User:Tintazul/PP Checklist

This is my own post-processing checklist. You may use it if you think it might be, well, useful. Feel free to drop me a line of comment, too. There are other PP checklists and info:

A. Preliminary phase

Pick a project and check whether it's complete.

A.1 Find project

Read project comments.
Read project forum.
When happy, commit to PP.

A.2 Create local setup

Create folder for project, <author>_<title>.
Create notes file, notes_<title>.txt and write anything special from comments/forum.
Download text into directory, unzip and rename as <title>.txt – lowercase letters only.
Download good_words.txt and bad_words.txt (if any)
Download page scans into subfolder pngs.
Download illustrations into subfolder originals.
Keep zips as backup, in case you have to get back to the pre-PP versions.
Check that there's an illustration matching each Illustration tag. If any missing, talk to PM, or use the Missing page wiki.

A.3 Page labels

Right-click bottom label reading, Lbl: Pg xxx
Relabel pages according to images.
If pages missing, talk to PM, or use the Missing page wiki.

B. Text phase, pre-fork

Deal with issues which affect both plain-text and HTML.

B.1 Sequential inspection of text

Go through all scans, and note if markup is correct: blocks, quotes, illustrations, tables.
Check if every paragraph is really a paragraph.
Note anything that will need special treatment in the notes file: page references to turn into hyperlinks etc.

B.2 Apply errata

If there's an errata, apply it and leave transcriber's note: "Errata on page XXX applied to text."
Applying it silently is OK (in my opinion), since the typos were never the author's intention so aren't considered part of the author's work
Addenda and corrigenda are not to be replaced, but should be left as is

B.3 Resolve proofers' notes

Search for regex [^/]\*[^/]

B.4 Check blocks

Search > Find orphaned brackets and markup – do it for all blocks
Search > Find next /* ... */ block.
- Note that to keep any block from rewrapping it must be indented, so the rule is /*[somenumber]
Same for all other block types.

B.5 Basic Fixup

Fixup > Run Fixup
Fixup > Remove end-of-line spaces

B.6 Check punctuation

Search for opening punctuation inside opening tag: regex (<(i|b|sc|g|f)>)([([{"«]) (and replace $3$1 if needed)

→ **Listed entries**:
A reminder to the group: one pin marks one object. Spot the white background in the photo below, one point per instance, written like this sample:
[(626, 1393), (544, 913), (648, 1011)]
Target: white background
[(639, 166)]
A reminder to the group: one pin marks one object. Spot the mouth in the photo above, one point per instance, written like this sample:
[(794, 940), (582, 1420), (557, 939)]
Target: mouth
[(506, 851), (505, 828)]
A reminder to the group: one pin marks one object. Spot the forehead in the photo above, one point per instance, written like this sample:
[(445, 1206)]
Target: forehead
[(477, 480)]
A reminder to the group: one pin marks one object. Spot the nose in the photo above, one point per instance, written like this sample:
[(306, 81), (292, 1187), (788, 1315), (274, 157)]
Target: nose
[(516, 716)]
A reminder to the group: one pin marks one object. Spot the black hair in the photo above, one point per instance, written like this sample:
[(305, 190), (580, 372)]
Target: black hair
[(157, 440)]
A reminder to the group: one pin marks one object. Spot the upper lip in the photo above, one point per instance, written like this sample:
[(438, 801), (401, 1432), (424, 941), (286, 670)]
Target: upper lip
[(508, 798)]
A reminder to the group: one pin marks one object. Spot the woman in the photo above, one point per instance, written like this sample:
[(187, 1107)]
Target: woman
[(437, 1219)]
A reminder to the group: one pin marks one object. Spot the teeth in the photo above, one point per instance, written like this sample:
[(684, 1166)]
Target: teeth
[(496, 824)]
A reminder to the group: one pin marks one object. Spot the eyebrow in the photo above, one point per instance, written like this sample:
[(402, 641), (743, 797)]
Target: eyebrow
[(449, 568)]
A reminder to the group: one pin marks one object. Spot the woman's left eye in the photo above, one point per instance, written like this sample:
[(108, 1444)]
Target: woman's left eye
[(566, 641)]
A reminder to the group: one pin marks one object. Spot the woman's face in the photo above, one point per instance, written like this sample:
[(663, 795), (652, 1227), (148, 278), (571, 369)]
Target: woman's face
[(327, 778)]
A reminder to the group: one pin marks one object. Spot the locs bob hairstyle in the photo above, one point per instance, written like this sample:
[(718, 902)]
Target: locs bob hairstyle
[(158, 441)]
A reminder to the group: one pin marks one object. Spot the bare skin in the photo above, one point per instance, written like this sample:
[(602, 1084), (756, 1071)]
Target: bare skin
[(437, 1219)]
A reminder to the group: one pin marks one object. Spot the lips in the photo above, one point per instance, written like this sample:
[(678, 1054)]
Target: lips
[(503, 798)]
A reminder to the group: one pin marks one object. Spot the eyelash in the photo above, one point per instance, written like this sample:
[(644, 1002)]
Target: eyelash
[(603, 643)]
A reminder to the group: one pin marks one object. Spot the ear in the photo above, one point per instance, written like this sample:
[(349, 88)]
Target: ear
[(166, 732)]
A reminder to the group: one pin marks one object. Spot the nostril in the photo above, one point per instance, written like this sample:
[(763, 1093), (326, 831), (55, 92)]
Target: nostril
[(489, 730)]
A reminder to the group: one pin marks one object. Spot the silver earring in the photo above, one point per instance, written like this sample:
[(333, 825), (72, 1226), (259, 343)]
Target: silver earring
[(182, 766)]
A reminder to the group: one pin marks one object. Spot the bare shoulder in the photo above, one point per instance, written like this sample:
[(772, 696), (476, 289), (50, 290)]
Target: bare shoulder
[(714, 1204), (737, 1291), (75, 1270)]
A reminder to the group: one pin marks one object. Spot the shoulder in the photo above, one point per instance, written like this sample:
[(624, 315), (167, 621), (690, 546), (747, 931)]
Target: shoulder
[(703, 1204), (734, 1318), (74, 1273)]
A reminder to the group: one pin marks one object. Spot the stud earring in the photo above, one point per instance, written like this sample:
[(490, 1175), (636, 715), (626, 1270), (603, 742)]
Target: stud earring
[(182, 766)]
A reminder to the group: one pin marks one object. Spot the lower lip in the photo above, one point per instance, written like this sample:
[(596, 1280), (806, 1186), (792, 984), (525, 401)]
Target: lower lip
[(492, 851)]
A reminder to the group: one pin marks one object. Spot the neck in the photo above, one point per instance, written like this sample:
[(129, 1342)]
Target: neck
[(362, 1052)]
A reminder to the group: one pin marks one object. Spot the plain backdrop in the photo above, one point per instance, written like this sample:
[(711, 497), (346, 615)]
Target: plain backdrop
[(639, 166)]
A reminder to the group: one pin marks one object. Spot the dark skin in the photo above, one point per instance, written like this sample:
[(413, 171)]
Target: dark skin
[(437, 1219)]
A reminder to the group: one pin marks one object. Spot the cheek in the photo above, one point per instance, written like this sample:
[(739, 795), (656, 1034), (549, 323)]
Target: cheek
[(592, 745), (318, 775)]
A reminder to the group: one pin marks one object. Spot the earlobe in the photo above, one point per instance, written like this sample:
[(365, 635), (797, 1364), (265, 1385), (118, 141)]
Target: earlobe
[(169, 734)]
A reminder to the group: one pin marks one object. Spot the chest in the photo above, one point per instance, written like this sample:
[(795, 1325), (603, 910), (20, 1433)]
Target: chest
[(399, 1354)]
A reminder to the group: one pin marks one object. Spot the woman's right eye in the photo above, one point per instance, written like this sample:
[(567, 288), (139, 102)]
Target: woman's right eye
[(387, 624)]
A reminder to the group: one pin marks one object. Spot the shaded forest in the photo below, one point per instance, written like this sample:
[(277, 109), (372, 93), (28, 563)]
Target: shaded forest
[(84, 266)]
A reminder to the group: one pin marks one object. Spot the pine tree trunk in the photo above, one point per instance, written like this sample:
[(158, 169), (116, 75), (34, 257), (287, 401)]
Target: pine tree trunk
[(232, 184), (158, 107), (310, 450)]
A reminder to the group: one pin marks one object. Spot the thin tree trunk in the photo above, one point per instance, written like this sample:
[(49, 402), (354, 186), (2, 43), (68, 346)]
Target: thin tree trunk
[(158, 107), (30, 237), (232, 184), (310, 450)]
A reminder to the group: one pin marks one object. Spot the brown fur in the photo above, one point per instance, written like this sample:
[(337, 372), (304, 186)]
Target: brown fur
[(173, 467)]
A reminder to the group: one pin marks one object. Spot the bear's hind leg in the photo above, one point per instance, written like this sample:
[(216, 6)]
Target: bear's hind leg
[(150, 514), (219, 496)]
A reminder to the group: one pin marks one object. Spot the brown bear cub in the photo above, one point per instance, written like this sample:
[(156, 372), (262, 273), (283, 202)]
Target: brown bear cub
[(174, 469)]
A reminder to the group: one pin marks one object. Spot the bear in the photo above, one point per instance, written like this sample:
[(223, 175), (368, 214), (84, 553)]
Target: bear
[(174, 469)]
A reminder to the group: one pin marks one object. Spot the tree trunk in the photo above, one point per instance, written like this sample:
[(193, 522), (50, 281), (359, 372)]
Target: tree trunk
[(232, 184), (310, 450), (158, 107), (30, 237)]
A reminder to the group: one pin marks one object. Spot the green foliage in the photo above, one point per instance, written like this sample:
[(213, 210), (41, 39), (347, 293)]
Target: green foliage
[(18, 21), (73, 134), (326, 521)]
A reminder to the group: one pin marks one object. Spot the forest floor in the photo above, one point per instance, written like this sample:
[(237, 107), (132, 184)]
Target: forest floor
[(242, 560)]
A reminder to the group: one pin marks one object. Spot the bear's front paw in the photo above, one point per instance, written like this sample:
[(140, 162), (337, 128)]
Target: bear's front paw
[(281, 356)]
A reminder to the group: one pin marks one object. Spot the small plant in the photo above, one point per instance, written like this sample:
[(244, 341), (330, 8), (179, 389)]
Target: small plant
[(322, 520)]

→ **Requests**:
(A) In the checklist, which subfolder should the page scans be downloaded into?
(B) Copy the passage of the checklist that opens with the words containing "A.1 Find project" and closes with "special from comments/forum.".
The lines are separate material from the checklist.

→ **Solutions per task**:
(A) A subfolder named pngs.

(B)
A.1 Find project

Read project comments.
Read project forum.
When happy, commit to PP.

A.2 Create local setup

Create folder for project, <author>_<title>.
Create notes file, notes_<title>.txt and write anything special from comments/forum.